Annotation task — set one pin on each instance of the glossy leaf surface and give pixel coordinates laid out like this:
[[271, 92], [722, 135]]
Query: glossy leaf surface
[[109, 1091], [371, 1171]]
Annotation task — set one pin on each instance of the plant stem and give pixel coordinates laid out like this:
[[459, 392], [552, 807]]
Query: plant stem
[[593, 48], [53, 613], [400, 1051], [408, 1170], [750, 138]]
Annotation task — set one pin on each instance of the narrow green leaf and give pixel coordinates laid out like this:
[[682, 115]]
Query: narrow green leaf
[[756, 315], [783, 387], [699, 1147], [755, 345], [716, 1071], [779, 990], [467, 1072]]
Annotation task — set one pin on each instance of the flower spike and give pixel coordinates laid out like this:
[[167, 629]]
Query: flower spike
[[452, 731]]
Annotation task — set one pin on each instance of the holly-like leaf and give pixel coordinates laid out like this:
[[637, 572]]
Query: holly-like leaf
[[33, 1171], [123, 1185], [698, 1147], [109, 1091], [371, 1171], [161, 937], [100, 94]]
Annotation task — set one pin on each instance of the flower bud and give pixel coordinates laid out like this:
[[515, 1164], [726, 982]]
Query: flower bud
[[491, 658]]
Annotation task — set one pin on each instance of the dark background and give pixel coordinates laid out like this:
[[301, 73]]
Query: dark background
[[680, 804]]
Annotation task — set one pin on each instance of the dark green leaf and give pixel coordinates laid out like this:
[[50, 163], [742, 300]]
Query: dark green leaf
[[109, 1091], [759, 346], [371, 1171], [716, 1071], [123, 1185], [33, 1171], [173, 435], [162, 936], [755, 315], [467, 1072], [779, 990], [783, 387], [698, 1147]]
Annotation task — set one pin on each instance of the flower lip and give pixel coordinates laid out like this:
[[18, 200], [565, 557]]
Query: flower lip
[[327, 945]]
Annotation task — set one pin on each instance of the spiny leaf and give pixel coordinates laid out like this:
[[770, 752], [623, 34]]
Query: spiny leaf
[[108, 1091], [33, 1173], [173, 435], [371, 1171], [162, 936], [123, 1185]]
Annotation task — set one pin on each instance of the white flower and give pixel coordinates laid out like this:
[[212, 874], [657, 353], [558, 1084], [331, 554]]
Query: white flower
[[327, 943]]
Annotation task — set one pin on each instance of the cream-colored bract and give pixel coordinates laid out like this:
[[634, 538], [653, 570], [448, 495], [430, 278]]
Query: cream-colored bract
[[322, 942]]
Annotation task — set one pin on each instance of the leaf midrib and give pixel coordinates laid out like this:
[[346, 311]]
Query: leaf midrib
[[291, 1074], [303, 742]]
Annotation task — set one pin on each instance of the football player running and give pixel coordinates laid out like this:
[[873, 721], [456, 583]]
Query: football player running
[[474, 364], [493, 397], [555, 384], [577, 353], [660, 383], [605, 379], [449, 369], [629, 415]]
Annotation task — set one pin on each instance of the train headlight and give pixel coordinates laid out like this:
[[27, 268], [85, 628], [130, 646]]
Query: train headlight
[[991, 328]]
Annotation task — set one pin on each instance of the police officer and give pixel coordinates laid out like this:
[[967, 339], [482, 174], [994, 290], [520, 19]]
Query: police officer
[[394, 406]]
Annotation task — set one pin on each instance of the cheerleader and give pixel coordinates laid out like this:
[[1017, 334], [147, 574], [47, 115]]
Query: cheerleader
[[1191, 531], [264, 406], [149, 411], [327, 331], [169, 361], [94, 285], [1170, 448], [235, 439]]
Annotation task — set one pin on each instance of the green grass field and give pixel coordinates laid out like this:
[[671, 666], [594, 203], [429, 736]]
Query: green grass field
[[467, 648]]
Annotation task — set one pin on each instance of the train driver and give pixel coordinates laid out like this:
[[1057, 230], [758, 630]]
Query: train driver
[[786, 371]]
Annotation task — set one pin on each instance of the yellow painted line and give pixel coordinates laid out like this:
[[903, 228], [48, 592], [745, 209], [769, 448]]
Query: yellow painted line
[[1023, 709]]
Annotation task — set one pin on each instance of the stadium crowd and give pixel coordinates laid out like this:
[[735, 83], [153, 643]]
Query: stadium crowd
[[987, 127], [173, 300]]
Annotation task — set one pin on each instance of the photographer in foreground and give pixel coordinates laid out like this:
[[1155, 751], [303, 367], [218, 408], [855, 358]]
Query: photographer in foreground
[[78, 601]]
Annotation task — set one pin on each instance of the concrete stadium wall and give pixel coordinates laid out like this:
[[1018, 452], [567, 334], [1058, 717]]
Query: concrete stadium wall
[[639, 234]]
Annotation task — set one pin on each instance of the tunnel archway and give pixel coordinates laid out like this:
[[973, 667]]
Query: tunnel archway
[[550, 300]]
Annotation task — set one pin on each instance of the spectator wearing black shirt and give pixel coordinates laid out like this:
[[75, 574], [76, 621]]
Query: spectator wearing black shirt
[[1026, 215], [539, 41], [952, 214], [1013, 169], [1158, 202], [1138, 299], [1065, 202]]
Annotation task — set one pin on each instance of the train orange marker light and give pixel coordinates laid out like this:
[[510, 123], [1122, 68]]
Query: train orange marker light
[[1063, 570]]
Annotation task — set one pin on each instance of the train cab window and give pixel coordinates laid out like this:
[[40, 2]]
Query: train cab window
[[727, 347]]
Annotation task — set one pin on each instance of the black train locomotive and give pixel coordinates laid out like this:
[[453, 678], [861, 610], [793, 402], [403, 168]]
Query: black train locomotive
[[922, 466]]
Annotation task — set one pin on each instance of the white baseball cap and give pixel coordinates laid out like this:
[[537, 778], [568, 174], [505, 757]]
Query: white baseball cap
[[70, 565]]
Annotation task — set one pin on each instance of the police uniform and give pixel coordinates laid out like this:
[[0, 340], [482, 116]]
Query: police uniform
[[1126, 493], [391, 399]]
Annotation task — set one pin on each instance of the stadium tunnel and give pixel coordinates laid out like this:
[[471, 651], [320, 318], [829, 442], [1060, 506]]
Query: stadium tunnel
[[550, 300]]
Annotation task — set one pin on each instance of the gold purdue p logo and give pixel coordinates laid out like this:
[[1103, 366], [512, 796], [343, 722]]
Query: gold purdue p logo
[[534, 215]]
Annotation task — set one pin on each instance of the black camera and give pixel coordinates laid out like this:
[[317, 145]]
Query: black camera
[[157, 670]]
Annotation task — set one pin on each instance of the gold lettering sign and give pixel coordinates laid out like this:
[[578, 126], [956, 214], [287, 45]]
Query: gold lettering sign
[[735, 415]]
====================
# Brief
Can you reproduce all the records above with "Annotation task" changed to "Labeling task" everywhere it occurs and everything else left as it is?

# Written solution
Labeling task — set one pin on each instance of the glossy leaf surface and give pixel coordinates laid out like this:
[[271, 92], [722, 135]]
Query: glossy leaf surface
[[109, 1091], [371, 1171]]
Labeling task — set one pin on each instance of the plant stem and give pixel coordinates laid out like this:
[[459, 392], [552, 807]]
Query: plant stem
[[593, 48], [53, 613], [400, 1051], [408, 1170], [750, 138]]
Labeling task — set one pin on each instance of the narrow green leaf and give pixel coordinates laid out like this:
[[682, 115]]
Query: narrow green leaf
[[756, 315], [783, 387], [699, 1147], [755, 345], [716, 1071], [779, 990], [467, 1072]]
Labeling task — set one pin on each instance of the flower spike and give pixel coordinates laid out like this:
[[167, 629]]
Query: flower spike
[[452, 731]]
Labeling task — set one pin on each instance of the holly-like leaf and give pixel coordinates laid out like this:
[[637, 572]]
Query: holly-like leaf
[[33, 1171], [123, 1185], [698, 1147], [109, 1091], [371, 1171], [161, 937], [100, 94]]
Labeling task — set one pin on each instance of the flower bud and give pixel coordinates laid out like this:
[[515, 1164], [726, 982]]
Query: flower bud
[[491, 658]]
Labeling task — set one pin on each instance of the dark background and give pixel coordinates laid out like this:
[[301, 73]]
Query: dark background
[[680, 804]]
Labeling task — set one pin on each instance of the dark green leaf and give pixel coordinates laid out like this:
[[50, 163], [742, 300]]
Query: dark green leaf
[[109, 1091], [759, 346], [371, 1171], [716, 1071], [123, 1185], [33, 1171], [173, 435], [162, 936], [755, 315], [467, 1072], [779, 990], [783, 387], [698, 1147]]
Labeling task — set one pin on each instance of the flower lip and give pixel coordinates laid out like this:
[[18, 200], [565, 557]]
Query: flower lip
[[327, 945]]
Labeling task — set one pin on each instance of the spiny leaf and give pixel coordinates laid out like this:
[[770, 752], [623, 34]]
Query: spiny leaf
[[108, 1091], [33, 1173], [173, 435], [371, 1171], [162, 936], [123, 1185]]
Labeling task — set one pin on each instance of the white flower and give pixel coordinates laid out like this:
[[212, 874], [657, 353], [558, 1084], [331, 554]]
Query: white flower
[[327, 943]]
Labeling task — set one pin on each instance of the cream-colored bract and give pixel coordinates laid out like this:
[[634, 538], [653, 570], [448, 495], [430, 278]]
Query: cream-colored bract
[[322, 942]]
Labeling task — set one pin on each instance of the leaf midrib and give pixel coordinates laid out like this:
[[346, 311]]
Query: leaf midrib
[[291, 1074], [303, 742]]
Labeling task — set one pin on each instance of the football player running and give pixel coordinates laid out like this:
[[873, 721], [456, 583]]
Query: football player running
[[474, 364], [493, 397], [555, 384], [577, 353], [660, 383], [605, 379], [449, 369], [629, 415]]
Labeling task — set one pin on each instance of the train headlight and give pixel coordinates laid out like this:
[[27, 268], [85, 628], [130, 646]]
Query: train headlight
[[991, 328]]
Labeling task — set one pin on each instance of the police officer and give pixel coordinates laid out like this:
[[967, 339], [482, 174], [994, 290], [520, 19]]
Query: police officer
[[394, 406]]
Labeling task — set one pin on each instance of the cheerleader and give pixel coordinates laid out like this:
[[1017, 334], [147, 574], [47, 115]]
Query: cheerleader
[[1191, 531], [264, 406], [149, 411], [327, 331], [169, 361], [94, 285], [1170, 448], [235, 439]]
Labeling task — set one pin on each instance of the green grass field and give pixel coordinates laid out like this:
[[671, 666], [594, 203], [429, 736]]
Query: green grass field
[[467, 648]]
Labeling task — set one pin on each instance of the train driver and give pixel coordinates laid out like this:
[[1057, 230], [758, 630]]
Query: train driver
[[786, 371]]
Labeling task — set one pin on each instance of the yellow painted line and give pixel coordinates laid out like this:
[[903, 228], [48, 592], [745, 209], [769, 448]]
Query: yellow painted line
[[1023, 709]]
Labeling task — set one pin on each instance of the stadium crowd and give pixel coordinates laid out like this:
[[735, 83], [153, 643]]
Query: stadium crowd
[[987, 127], [173, 300]]
Labeling task — set one pin on each instance of the photographer in foreground and give pixel coordinates laid out like this:
[[1155, 751], [303, 367], [218, 408], [855, 358]]
Query: photographer in foreground
[[78, 601]]
Labeling task — set one pin on each instance of the concrete stadium wall and give pixel coordinates laid out like this:
[[1018, 452], [567, 334], [1058, 717]]
Query: concrete stadium wall
[[639, 234]]
Labeling task — set one pin on each instance of the tunnel archway and give pixel coordinates laid out like this:
[[973, 667]]
Query: tunnel archway
[[550, 300]]
Labeling task — set one pin on each instance of the spectator wearing black shirt and give pixel coordinates laid out like this:
[[75, 574], [76, 621]]
Query: spectator wearing black shirt
[[1026, 215], [539, 41], [952, 214], [1013, 169], [1158, 202], [1138, 299], [1065, 202]]
Labeling task — set one pin on each instance of the train orange marker light and give pixel coordinates laid out like this:
[[510, 123], [1122, 68]]
Query: train orange marker light
[[1063, 570]]
Labeling task — set one pin on each instance of the train cab window and give pixel coordinates laid out like this:
[[40, 2]]
Query: train cab window
[[727, 347]]
Labeling task — set one pin on each instance of the black train locomotive and give pixel coordinates laid out like this:
[[453, 678], [861, 610], [793, 402], [403, 168]]
Query: black train locomotive
[[922, 466]]
Labeling task — set one pin on each instance of the white baseball cap and give pixel coordinates laid out like this:
[[537, 778], [568, 174], [505, 757]]
Query: white baseball cap
[[70, 565]]
Labeling task — set one pin on each instance of the police uniform and give pixel coordinates laid out like this:
[[0, 340], [482, 116]]
Query: police uniform
[[1126, 493], [391, 399]]
Labeling task — set one pin on each instance of the stadium tunnel and give pixel coordinates laid out like this:
[[471, 651], [320, 318], [829, 442], [1060, 506]]
Query: stadium tunnel
[[550, 300]]
Labeling task — set one pin on each instance of the gold purdue p logo and give pixel coordinates laid out like this:
[[1103, 366], [512, 796], [343, 722]]
Query: gold purdue p logo
[[534, 215]]
Labeling task — set one pin on each instance of the black camera and give pixel coordinates laid out like this:
[[317, 145]]
Query: black camera
[[157, 670]]
Labeling task — set one pin on each instance of the gold lettering sign and give pixel coordinates laid out like this:
[[578, 126], [956, 214], [287, 45]]
Query: gold lettering sign
[[735, 415]]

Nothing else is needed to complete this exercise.